_RECORD EXCERPTS_
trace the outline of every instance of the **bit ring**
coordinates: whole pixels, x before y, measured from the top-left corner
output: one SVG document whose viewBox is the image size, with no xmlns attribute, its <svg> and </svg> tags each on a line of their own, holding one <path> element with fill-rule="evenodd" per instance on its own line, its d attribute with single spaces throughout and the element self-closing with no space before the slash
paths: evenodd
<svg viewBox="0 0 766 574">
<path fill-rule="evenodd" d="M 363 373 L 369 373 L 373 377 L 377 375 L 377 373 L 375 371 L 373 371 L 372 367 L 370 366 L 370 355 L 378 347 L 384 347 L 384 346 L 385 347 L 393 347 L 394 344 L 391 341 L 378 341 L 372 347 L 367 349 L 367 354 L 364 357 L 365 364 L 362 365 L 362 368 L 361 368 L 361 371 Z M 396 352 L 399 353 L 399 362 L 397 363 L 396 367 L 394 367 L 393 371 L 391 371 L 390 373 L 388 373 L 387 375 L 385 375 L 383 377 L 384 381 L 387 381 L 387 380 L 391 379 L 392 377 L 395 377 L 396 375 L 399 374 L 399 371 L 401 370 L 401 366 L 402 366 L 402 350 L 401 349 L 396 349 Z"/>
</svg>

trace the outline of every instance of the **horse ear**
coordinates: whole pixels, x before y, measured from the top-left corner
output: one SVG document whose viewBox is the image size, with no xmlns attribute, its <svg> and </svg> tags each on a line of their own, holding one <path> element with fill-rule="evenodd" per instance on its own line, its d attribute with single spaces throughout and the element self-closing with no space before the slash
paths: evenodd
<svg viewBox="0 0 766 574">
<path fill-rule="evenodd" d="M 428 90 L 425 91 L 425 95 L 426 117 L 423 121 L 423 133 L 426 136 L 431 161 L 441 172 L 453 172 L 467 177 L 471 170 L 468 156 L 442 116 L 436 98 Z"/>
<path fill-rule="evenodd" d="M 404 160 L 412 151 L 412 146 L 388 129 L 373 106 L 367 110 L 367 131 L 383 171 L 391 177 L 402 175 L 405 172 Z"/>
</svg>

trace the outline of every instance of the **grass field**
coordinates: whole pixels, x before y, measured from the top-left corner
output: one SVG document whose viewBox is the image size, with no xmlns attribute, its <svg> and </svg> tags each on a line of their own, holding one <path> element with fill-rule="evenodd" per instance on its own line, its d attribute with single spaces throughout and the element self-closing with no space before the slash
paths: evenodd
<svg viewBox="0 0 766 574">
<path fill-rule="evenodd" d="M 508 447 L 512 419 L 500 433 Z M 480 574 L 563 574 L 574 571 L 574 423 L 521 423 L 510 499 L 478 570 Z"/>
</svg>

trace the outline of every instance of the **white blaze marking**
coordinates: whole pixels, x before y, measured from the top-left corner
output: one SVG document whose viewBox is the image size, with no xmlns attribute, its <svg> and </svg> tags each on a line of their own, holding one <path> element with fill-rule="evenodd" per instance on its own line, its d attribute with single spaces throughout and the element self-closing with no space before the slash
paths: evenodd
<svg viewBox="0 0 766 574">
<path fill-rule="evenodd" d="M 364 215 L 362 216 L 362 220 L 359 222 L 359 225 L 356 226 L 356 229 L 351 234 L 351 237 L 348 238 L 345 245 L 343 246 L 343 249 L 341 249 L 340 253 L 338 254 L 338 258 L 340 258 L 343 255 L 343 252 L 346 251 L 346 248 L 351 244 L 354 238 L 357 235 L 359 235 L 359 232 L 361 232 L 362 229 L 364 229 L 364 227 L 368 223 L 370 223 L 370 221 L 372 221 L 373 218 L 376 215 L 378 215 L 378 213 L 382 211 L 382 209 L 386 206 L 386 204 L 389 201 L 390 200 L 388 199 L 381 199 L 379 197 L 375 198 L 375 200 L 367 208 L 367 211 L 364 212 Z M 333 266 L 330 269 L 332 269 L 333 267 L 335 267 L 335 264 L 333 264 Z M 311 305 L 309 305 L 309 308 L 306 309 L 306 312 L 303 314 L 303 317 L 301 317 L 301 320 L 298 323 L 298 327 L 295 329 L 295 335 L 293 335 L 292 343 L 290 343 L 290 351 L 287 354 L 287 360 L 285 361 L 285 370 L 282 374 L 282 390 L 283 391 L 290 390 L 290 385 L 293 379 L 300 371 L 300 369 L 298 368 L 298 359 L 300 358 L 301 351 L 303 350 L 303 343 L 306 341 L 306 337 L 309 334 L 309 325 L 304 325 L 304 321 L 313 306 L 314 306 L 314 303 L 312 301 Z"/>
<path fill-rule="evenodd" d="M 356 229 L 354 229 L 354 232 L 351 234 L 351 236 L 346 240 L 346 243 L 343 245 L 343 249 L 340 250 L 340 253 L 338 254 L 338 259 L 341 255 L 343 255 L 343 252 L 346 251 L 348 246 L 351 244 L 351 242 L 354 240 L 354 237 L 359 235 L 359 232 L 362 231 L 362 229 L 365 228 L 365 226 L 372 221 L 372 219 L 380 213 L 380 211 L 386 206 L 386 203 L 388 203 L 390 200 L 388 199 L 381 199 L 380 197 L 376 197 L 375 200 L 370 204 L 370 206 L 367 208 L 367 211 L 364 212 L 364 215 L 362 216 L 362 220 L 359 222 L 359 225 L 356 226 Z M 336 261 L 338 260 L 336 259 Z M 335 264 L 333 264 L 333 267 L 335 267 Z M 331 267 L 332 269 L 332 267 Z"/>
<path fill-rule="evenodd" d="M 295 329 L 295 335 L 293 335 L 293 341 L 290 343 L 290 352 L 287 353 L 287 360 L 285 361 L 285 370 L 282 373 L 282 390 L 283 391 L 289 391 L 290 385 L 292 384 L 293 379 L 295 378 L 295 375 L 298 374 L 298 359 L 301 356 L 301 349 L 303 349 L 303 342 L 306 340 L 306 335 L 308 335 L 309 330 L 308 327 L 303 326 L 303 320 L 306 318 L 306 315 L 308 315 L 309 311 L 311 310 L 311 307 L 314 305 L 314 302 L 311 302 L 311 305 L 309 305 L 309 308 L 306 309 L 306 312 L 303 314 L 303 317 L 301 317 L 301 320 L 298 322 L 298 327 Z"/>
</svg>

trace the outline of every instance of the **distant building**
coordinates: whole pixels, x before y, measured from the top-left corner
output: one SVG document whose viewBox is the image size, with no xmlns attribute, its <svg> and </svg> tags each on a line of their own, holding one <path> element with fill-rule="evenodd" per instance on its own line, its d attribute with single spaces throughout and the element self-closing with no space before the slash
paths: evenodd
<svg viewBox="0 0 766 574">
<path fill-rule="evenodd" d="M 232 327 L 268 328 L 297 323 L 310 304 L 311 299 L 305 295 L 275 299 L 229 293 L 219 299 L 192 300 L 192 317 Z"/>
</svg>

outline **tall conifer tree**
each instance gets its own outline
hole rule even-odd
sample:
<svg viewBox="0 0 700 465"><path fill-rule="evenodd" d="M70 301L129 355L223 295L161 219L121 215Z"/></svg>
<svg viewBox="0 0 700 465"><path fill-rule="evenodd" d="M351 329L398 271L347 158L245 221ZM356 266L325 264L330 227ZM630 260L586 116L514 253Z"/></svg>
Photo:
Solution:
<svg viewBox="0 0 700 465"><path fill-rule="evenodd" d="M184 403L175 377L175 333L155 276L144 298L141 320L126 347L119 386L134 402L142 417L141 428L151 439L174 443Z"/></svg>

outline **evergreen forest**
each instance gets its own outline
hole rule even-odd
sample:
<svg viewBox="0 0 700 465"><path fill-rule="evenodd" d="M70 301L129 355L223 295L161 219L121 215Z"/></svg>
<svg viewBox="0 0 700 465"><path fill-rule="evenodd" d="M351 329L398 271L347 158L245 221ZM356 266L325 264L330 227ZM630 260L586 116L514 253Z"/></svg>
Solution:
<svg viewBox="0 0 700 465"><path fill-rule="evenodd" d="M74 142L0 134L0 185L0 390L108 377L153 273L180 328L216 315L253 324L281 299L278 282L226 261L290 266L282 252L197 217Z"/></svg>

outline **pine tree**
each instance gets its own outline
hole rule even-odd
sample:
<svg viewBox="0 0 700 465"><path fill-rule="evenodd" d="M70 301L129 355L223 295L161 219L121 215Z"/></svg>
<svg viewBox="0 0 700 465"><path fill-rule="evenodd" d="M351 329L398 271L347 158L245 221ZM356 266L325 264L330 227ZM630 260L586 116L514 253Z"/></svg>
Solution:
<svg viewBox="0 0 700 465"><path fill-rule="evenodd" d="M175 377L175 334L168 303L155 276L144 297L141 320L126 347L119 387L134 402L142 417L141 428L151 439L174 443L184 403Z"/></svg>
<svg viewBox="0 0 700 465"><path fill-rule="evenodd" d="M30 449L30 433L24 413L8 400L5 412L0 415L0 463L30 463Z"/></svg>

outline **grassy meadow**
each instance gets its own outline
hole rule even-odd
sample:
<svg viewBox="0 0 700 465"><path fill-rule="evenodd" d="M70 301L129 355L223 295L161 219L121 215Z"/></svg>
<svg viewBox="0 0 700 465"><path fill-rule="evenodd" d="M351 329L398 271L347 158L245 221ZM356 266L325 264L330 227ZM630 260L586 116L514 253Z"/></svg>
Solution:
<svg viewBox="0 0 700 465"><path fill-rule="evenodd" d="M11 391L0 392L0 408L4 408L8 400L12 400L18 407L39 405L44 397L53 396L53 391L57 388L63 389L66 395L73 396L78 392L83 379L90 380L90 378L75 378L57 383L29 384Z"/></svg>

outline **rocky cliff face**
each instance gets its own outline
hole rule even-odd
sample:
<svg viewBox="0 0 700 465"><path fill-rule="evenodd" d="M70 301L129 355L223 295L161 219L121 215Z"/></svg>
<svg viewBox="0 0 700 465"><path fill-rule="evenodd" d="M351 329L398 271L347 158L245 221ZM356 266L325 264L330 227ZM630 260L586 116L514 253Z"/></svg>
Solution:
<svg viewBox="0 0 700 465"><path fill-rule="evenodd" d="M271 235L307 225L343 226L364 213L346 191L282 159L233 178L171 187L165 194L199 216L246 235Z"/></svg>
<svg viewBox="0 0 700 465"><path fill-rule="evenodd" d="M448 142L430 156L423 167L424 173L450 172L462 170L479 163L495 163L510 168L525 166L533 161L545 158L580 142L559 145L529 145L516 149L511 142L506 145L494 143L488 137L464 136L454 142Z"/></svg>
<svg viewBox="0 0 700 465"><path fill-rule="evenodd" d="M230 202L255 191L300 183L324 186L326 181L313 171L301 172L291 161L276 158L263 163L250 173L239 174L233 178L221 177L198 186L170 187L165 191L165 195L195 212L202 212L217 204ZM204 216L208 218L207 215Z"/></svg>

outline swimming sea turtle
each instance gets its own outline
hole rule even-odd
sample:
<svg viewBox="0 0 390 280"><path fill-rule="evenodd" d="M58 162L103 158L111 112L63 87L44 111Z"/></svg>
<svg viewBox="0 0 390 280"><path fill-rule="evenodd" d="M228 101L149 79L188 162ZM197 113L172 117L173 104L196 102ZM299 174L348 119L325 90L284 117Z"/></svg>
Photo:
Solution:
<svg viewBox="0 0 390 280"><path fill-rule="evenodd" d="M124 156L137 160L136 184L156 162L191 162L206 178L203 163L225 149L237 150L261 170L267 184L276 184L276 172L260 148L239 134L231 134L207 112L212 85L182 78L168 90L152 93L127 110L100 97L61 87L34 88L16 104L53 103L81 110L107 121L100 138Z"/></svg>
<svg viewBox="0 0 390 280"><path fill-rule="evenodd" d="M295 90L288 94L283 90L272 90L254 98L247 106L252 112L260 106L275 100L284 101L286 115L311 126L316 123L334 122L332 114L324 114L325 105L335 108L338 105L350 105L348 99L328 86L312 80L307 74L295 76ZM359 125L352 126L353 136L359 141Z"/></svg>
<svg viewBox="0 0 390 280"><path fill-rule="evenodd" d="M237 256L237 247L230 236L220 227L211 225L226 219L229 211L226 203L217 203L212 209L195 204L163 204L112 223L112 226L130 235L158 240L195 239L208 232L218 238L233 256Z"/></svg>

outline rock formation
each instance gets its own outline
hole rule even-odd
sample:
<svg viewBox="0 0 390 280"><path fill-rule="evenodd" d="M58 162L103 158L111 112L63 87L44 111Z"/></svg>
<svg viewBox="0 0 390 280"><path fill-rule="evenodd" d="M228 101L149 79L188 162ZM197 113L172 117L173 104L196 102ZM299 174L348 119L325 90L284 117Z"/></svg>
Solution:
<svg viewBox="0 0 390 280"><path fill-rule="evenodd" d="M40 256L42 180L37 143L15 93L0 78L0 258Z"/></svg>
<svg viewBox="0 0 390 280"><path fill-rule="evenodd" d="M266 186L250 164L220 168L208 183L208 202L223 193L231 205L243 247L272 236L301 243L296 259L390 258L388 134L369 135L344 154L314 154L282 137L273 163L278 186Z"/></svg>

_ACTIVITY_
Only lines of the data holding the word "trace" go in the answer. Please copy each of them.

_ANSWER SPACE_
trace the outline of every instance of the **bit ring**
trace the outline of every instance of the **horse ear**
trace the outline of every instance of the **grass field**
trace the outline of every instance of the **white blaze marking**
trace the outline of every instance of the **distant building**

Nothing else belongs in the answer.